+++ Exercise data

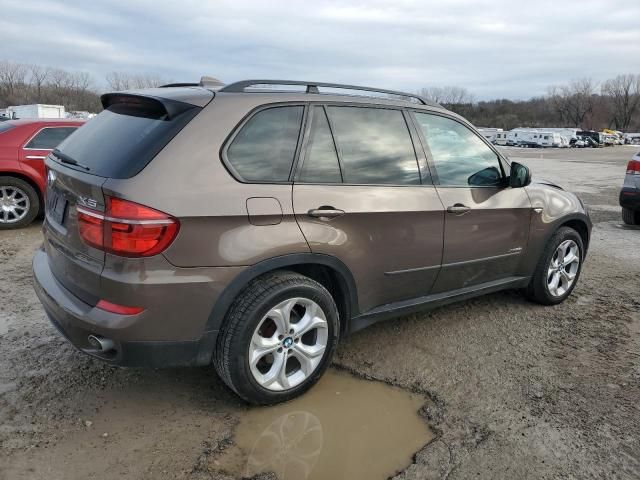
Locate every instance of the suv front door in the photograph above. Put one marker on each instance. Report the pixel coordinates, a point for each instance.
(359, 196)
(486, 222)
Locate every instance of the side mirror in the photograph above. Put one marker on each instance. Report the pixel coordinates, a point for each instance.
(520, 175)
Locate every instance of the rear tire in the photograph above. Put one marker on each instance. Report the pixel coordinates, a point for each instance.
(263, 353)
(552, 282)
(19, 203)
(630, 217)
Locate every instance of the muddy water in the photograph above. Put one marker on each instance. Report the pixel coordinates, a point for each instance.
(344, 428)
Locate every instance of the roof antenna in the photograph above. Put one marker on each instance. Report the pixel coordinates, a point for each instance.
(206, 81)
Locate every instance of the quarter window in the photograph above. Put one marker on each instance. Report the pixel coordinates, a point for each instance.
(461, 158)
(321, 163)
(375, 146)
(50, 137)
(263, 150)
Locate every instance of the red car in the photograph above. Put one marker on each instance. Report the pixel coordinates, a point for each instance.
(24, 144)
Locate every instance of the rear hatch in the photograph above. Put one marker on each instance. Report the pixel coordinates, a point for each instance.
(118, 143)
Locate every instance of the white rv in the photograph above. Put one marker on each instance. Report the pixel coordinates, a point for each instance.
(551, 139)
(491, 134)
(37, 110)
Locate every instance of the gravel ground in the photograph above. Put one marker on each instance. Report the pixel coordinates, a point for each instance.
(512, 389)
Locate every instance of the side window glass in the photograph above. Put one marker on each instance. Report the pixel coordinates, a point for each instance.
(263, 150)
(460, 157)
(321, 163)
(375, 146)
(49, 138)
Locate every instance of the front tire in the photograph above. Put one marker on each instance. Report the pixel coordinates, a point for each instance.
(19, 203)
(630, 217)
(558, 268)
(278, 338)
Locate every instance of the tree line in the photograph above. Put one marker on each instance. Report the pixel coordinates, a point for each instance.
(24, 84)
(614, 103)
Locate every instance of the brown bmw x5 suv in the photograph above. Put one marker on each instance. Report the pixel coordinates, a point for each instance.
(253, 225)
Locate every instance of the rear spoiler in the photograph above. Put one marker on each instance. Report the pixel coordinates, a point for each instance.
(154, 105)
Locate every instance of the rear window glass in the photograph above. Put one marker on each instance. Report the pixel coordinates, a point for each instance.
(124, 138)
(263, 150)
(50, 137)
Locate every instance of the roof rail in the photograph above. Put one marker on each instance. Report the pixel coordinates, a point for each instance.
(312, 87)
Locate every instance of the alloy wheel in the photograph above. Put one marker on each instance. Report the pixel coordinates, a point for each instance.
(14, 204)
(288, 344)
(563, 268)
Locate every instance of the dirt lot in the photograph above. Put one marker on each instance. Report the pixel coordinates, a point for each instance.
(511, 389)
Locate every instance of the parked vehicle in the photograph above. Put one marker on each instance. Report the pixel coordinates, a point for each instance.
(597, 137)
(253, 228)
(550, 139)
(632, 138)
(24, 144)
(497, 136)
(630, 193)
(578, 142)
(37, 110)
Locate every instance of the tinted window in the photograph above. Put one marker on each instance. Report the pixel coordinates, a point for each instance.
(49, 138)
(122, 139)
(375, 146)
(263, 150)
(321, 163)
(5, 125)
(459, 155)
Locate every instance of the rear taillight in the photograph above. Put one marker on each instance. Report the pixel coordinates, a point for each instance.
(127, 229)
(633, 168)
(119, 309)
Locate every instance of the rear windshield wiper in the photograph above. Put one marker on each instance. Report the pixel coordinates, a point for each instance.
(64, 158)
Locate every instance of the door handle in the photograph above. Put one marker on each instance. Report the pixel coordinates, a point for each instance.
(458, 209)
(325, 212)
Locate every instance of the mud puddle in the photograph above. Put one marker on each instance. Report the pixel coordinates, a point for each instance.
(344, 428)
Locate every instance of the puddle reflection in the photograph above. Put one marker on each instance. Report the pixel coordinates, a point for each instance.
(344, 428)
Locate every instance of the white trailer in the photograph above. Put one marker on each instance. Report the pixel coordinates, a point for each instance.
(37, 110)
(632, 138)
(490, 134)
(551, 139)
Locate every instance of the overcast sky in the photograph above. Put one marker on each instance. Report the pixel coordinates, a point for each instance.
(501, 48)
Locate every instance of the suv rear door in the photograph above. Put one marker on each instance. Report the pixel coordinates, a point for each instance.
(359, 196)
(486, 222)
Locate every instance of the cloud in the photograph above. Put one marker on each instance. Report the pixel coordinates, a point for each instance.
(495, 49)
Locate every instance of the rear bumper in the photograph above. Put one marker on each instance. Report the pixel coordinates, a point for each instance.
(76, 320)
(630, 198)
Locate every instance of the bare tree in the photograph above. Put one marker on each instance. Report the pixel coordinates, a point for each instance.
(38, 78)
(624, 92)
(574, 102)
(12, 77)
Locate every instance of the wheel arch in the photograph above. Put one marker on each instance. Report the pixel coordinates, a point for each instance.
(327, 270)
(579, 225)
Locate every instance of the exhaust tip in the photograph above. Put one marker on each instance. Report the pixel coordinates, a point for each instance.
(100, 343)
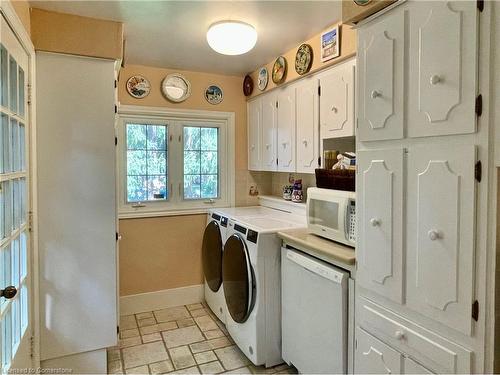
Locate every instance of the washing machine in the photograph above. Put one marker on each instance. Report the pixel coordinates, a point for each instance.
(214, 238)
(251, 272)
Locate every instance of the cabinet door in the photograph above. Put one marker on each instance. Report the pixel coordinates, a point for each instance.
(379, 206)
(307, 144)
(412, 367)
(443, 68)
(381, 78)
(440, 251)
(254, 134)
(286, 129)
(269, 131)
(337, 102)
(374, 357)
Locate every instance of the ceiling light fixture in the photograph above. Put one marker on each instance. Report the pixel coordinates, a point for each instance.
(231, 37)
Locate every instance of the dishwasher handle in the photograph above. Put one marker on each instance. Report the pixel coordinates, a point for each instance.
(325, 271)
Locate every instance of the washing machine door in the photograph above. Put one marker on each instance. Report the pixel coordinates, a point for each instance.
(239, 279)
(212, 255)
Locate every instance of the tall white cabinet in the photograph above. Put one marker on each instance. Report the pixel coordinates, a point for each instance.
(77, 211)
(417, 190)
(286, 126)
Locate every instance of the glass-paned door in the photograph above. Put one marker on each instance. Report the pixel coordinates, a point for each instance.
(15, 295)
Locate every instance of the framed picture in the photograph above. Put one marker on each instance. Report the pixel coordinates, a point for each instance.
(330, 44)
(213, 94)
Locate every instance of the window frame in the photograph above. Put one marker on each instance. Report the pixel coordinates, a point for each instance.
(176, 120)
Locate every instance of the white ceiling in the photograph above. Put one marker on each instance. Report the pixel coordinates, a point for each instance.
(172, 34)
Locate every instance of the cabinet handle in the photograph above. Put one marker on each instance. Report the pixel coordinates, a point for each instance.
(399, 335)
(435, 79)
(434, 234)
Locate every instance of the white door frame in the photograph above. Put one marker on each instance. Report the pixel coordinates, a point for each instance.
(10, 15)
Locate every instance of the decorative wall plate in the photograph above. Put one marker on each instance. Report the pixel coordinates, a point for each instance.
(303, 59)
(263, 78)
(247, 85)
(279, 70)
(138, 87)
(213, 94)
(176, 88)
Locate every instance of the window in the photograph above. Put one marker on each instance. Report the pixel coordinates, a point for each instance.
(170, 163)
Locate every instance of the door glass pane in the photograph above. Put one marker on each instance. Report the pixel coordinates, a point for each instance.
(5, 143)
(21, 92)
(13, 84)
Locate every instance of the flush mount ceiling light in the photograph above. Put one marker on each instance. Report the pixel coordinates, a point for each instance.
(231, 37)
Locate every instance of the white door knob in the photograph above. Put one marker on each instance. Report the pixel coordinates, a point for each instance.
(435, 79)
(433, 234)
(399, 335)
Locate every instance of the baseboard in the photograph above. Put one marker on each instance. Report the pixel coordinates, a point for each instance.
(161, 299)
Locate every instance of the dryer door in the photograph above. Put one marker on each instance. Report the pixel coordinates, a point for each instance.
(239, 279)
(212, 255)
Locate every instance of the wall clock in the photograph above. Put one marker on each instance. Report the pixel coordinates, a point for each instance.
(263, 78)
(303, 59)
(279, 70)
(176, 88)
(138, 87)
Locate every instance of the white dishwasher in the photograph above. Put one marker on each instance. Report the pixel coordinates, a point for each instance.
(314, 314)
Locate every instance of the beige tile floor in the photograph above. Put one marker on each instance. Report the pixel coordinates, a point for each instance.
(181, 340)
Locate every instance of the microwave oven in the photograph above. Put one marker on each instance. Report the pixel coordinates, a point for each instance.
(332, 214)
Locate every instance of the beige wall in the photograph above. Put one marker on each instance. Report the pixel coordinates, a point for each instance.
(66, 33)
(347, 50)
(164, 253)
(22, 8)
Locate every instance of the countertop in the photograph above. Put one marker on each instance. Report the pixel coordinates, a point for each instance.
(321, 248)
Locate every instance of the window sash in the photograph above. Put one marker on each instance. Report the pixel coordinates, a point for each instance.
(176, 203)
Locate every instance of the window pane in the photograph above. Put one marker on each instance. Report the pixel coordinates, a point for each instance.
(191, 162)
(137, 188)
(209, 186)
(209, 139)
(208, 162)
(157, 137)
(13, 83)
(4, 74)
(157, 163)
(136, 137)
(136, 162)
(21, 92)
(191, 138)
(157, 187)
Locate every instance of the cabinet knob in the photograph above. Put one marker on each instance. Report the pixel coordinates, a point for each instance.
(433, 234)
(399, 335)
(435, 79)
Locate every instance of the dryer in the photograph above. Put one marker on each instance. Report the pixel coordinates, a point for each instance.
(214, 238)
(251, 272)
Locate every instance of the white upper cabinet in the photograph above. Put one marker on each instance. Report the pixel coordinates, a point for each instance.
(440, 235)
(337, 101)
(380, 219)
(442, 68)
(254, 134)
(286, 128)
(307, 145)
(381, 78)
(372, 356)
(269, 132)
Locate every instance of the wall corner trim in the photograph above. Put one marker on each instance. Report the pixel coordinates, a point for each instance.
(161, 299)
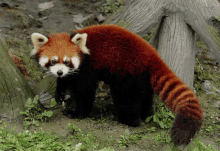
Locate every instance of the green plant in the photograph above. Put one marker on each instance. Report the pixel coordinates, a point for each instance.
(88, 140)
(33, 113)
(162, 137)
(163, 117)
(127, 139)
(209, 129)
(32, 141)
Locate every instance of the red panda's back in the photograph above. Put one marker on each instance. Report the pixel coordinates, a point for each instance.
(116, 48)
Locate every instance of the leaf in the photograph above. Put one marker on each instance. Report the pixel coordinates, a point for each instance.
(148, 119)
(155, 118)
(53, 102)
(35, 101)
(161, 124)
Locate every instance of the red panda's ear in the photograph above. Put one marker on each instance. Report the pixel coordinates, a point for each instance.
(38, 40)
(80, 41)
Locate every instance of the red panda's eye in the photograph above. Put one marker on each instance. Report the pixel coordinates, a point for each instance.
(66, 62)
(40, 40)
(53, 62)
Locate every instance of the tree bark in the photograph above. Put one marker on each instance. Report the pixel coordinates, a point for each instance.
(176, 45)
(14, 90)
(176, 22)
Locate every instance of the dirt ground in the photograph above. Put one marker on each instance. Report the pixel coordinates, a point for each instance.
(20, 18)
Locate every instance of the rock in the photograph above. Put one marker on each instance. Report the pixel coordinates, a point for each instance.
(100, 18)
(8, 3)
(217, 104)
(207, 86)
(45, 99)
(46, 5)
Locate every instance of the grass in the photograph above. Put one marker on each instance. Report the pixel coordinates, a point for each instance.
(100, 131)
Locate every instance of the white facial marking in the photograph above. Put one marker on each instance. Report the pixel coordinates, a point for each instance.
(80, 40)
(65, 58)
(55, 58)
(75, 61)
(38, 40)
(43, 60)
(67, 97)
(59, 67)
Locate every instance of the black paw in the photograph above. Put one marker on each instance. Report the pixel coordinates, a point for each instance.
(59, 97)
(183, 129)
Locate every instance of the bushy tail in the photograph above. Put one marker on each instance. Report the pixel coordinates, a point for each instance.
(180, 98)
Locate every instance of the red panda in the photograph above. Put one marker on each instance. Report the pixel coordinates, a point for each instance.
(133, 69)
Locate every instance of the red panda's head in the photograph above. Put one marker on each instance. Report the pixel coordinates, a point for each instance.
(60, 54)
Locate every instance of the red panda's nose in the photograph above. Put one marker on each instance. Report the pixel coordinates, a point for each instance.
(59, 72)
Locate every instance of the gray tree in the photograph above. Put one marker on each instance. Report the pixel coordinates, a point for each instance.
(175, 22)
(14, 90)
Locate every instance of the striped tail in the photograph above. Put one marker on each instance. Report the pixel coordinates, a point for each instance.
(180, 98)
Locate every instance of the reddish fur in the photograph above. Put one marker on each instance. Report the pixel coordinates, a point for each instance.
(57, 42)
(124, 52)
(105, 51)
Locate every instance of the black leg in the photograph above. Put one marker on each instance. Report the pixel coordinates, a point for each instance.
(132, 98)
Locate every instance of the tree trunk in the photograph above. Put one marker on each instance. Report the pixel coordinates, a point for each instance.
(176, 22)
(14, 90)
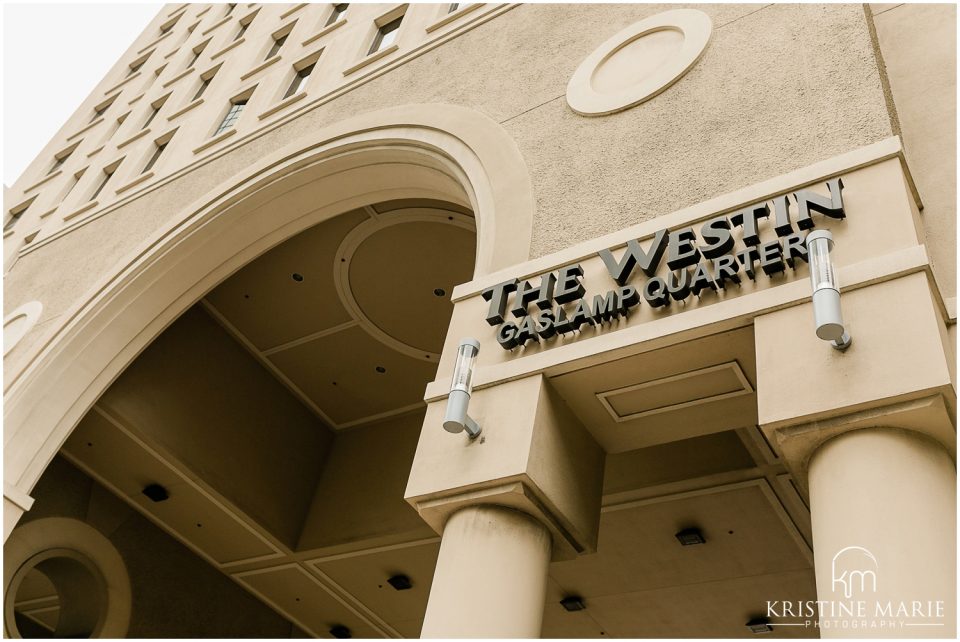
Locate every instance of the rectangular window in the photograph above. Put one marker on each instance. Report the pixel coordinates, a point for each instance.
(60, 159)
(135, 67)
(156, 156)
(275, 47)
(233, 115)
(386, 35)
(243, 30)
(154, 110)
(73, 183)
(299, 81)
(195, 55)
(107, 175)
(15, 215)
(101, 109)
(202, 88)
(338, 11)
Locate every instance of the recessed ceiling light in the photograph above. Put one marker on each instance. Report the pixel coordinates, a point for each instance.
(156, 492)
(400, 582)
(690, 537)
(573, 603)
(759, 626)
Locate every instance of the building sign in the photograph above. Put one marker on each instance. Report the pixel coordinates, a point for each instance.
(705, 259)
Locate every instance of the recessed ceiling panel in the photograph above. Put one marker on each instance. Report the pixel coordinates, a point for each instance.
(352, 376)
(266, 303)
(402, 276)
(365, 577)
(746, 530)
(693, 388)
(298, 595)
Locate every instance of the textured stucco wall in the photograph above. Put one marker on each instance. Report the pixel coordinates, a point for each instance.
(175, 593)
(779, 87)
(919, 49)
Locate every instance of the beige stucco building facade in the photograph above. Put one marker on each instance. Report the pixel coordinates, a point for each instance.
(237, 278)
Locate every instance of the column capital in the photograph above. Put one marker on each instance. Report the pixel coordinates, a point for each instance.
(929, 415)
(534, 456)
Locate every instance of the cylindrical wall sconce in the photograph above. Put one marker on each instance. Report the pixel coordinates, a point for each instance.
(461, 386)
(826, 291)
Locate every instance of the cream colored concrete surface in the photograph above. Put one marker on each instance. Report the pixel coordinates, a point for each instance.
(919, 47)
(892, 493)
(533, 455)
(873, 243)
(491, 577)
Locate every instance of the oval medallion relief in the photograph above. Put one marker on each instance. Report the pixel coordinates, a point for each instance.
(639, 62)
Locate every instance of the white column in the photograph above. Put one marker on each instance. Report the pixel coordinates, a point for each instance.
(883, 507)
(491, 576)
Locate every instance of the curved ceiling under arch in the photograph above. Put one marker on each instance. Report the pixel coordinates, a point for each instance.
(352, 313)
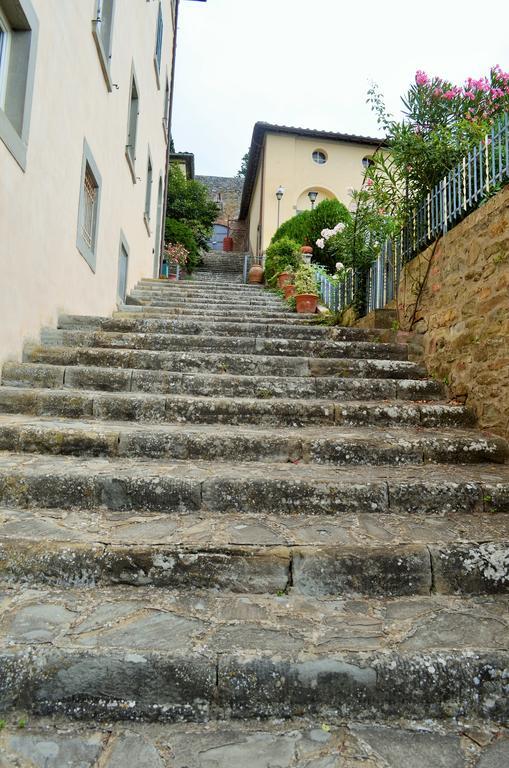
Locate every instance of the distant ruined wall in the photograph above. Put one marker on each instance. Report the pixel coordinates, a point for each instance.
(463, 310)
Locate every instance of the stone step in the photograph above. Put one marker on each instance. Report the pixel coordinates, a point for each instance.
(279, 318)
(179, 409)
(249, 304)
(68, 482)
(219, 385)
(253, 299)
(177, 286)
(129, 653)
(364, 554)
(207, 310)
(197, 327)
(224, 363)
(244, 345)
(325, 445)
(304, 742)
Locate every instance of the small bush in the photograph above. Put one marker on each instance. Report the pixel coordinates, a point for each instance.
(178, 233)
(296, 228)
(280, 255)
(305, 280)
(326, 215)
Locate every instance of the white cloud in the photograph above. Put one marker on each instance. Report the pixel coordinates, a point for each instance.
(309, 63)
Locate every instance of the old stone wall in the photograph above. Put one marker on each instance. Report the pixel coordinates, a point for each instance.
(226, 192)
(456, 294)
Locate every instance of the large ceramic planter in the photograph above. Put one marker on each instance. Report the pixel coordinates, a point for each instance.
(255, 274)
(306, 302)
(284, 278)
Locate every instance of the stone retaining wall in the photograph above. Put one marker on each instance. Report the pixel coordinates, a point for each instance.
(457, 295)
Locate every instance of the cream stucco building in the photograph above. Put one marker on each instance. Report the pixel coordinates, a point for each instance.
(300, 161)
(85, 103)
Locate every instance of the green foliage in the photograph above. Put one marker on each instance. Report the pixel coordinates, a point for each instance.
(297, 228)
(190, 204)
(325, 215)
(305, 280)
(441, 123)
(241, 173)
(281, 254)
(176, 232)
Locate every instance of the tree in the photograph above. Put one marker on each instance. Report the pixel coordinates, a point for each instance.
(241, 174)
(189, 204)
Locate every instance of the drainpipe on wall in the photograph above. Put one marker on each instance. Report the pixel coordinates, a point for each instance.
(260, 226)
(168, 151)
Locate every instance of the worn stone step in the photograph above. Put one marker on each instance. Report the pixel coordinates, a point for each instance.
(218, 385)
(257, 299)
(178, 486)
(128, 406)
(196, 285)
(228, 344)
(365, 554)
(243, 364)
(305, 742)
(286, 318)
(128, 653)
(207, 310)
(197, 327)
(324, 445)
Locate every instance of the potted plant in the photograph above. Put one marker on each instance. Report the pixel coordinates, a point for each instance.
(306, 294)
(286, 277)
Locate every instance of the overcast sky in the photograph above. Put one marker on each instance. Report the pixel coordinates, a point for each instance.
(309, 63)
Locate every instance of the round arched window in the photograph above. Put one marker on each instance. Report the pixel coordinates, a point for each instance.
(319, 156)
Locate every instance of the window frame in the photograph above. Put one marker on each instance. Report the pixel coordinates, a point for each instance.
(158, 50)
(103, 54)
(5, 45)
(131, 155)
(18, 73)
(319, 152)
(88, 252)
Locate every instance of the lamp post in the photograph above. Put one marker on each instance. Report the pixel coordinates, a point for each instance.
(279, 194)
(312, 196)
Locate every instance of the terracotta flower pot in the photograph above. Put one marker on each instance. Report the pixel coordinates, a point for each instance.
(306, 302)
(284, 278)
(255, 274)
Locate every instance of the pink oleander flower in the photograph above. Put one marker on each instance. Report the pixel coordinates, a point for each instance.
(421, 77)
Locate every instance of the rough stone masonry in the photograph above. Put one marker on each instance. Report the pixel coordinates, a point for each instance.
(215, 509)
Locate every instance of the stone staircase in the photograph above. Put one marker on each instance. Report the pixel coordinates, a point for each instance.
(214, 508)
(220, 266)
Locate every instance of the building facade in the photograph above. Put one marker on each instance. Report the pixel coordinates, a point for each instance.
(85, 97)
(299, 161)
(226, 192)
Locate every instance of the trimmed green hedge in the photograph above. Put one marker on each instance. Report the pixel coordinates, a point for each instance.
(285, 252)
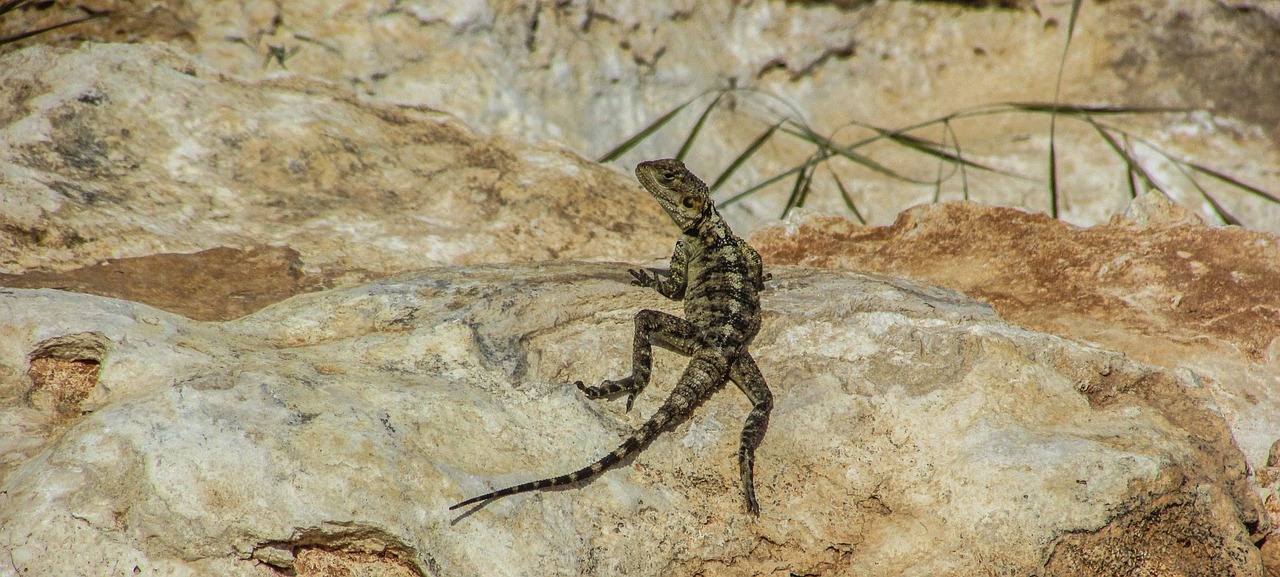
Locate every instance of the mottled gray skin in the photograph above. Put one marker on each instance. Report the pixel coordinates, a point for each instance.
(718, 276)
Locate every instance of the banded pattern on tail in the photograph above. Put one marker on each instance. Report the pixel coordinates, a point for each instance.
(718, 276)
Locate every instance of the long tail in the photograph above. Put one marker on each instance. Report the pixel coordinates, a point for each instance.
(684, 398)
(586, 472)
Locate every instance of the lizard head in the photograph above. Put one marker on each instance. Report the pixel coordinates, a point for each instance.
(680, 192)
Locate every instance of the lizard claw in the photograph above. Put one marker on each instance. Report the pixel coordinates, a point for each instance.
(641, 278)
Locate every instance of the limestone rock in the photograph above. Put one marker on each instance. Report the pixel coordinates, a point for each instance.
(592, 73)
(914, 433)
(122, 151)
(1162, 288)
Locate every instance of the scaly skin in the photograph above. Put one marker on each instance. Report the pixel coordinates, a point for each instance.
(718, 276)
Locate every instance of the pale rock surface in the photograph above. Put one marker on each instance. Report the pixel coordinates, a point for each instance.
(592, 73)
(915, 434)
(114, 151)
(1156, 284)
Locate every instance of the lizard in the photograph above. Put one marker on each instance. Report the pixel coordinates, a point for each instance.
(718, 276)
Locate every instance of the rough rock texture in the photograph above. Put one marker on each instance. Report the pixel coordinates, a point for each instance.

++++++

* **Task instructions**
Quote only the lines from the line containing "Locate every instance of the lizard claw" through the end of the listing, please, keeping both the first and the last line.

* **Answer**
Locate every instance of the lizard claw in the photograph above. Put one marker on each instance. Report the pixel coordinates, a point for each instance.
(641, 278)
Locate every instance of the limestone rock in the photograph above. Put one marker on each instance. Report the pixel coordinates, a point for each instance.
(592, 73)
(914, 433)
(122, 151)
(1162, 288)
Locate every instance of the scaly skin in the photograph above. Put one marker on each instance. Report the pixel coordinates, a point for each instance.
(718, 276)
Locate every instance of the pale rock surface in the photograph above. Put one marker on each instance. Report the pixel coordinates, a point for each instance.
(592, 73)
(915, 434)
(114, 151)
(1156, 284)
Locate every instance of the lizard in the photograph above. Put one marker on each instance. Report the pixel coordinates, a point for each instance.
(718, 276)
Locate every instance of the rough rock texture in the photograph above. Put one marker on each instance. Report the pixel coordinates, a point for each instance.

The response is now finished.